--- Start Document section ---

United States District Court, Ninth Circuit

May 6, 2013

MARC OPPERMAN, et al., Plaintiffs,
PATH, INC., et al., Defendants.


JON S. TIGAR, District Judge.

Before the Court are three motions to sever filed by Defendants Twitter, Inc., ECF No. 236, Electronic Arts, Inc. and Chillingo, Ltd., ECF No. 256, and Instagram, Inc., ECF No. 272. Pursuant to Civil Local Rule 7-1(b), the Court hereby finds these motions appropriate for resolution without oral argument, and therefore VACATES the motion hearings scheduled for May 9, 2013. In consideration of the moving papers and related briefing, the Court will deny the motions without prejudice.


This proposed class action was filed on March 12, 2012, in the Western District of Texas, ECF No. 1. The Western District of Texas transferred the action to this Court on January 15, 2013. ECF No. 218.

The operative Second Amended Complaint ("SAC"), ECF No. 103, brings suit against Apple, Inc. and sixteen entities engaged in or owning an interest in entities engaged in the development of Applications ("Apps") installed on Plaintiffs' mobile devices, which are manufactured by Apple ("iDevices") and distributed via Apple's App Store. The original complaint was filed in response to news reports in February 2012, including a February 15, 2012 article reporting that "the Apps Foodspotting, Foursquare, Gowalla, Hipster, Instagram, Kik Messenger, Path, Twitter, Yelp!, and (via Defendant Chillingo's integrated Crystal platform) Angry Birds Classic and Cut the Rope ... were engaged in surreptitiously transmitting iDevice owners' private, personal address book materials to unapproved recipients." Id . § 5. The SAC alleges that each developer violated federal and state law because "the Apps made by Defendants stole their iDevice address books by surreptitiously initiating unnoticeable Internet calls with Plaintiffs' iDevices and transmitting their address books to unauthorized persons." SAC § 2. The SAC defines the proposed class as follows:

Plaintiffs and all owners of iDevices who obtained Apps from Apple's App Store that without requesting the iDevice owner's prior consent initiated an unauthorized iDevice call following which the owner's address book materials were copied, uploaded, transmitted, and/or disclosed to others and/or remotely stored and/or otherwise remotely used by others, including any of the following Apps: Angry Birds Classic, Crystal, Cut the Rope, Foursquare, Foodspotting, Gowalla, Hipster, Kik Messenger, Instagram, Path, Twitter, or Yelp! (the "Class") and who were damaged thereby.

Id. § 46.

--- End Document section ---
--- Start Extracted information ---

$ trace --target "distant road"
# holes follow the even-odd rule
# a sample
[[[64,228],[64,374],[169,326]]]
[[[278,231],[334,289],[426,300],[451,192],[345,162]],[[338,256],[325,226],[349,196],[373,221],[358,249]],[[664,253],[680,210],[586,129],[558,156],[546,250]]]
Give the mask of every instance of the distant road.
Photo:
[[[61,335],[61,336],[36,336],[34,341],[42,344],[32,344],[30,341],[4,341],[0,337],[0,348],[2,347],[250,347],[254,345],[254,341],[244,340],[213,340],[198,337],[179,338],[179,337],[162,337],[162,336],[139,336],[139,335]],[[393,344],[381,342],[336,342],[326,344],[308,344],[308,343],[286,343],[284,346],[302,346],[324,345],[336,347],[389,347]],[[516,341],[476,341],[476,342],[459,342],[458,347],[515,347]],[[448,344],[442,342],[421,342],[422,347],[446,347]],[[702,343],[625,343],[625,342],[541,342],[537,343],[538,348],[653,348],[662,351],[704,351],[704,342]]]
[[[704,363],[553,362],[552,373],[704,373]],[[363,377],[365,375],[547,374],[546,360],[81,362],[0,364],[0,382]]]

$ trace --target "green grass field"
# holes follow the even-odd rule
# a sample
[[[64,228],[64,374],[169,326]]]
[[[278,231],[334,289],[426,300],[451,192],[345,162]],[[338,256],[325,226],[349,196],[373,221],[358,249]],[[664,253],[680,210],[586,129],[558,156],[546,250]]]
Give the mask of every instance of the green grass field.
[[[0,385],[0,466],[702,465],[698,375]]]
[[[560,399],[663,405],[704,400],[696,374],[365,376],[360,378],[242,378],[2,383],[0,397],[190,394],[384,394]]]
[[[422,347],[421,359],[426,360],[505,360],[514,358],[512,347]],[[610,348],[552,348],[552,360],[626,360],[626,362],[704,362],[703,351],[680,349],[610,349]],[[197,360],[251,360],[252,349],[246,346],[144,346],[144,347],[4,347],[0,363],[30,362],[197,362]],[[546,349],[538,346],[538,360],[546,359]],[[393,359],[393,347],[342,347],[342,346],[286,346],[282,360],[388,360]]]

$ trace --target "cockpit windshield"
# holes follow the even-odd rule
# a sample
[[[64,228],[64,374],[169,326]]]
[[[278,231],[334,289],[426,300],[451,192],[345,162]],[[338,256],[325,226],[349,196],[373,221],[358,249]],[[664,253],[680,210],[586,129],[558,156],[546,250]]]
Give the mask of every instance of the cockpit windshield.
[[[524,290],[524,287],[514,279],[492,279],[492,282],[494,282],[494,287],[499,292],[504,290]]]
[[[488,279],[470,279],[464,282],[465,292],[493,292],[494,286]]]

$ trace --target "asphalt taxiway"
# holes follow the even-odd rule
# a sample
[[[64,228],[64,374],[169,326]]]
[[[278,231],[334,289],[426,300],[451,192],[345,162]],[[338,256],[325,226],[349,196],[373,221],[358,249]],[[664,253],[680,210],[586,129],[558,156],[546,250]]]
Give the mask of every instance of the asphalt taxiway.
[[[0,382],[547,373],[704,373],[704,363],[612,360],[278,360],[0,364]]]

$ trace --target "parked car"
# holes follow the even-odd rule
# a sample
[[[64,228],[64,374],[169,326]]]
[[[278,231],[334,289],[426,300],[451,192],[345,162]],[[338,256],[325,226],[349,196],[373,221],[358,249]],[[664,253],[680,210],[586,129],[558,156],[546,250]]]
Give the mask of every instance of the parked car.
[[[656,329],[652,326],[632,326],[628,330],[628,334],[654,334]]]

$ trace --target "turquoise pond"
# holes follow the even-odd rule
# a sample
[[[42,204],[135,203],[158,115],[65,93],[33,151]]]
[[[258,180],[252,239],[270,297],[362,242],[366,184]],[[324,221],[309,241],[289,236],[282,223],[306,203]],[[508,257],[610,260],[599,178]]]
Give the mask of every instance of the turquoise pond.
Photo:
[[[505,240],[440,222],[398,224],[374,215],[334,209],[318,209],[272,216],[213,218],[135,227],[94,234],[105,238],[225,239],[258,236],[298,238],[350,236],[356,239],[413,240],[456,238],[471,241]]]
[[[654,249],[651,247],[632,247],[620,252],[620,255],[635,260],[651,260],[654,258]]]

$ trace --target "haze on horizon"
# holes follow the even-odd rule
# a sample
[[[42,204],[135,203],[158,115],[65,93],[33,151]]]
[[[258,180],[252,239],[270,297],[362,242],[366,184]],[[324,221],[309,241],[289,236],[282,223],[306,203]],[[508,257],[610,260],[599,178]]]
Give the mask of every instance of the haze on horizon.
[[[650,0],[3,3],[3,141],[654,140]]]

--- End Extracted information ---

_Jobs_
a) List the defendants named in the court order as having filed the motions to sever.
b) Write the next part of the court order on the motions to sever, beginning after its final line.

_Results of the exercise_
a) Twitter, Inc.; Electronic Arts, Inc.; Chillingo, Ltd.; Instagram, Inc.

b)
A. Allegations Related to Apple

Plaintiffs allege that Apple designed, manufactured, marketed, and sold the iDevices at issue. Id . § 84. Those iDevices are Apple's iPhone, iPad, and iPod Touch. Id . Each iDevice comes with certain pre-installed Apps, including the "Contacts" App, which makes it possible for users to store their address book contacts on their iDevices. Id . § 89-92. The pre-installed App Store App is a central repository for marketing and distributing other Apps designed by Apple or third parties. Id . § 93-95. In order to oversee the inclusion of third-party Apps in the App Store, Apple created the iOS Developer Program; App developers pay a fee in order to participate in the program, and if they charge users for their Apps, Apple charges them thirty percent of App revenue. Id . § 98. The only way to obtain a third party App on an iDevice is to use the App Store. Id . § 102.

Not all Apps submitted by third party developers make it onto the App store. Apple's iOS Developer Program functions as Apple's "testing, review and legal clearance process." Id . § 105. Through that program, Apple promulgated standards and guidelines by which App developers must comply in order to distribute Apps through Apple's App Store. Id . § 105-08. Plaintiffs allege that Apple "purports to review every app on the App Store based on a set of technical, content, and design criteria, as well as for reliability, offensive material, malware and privacy issues." Id . § 114.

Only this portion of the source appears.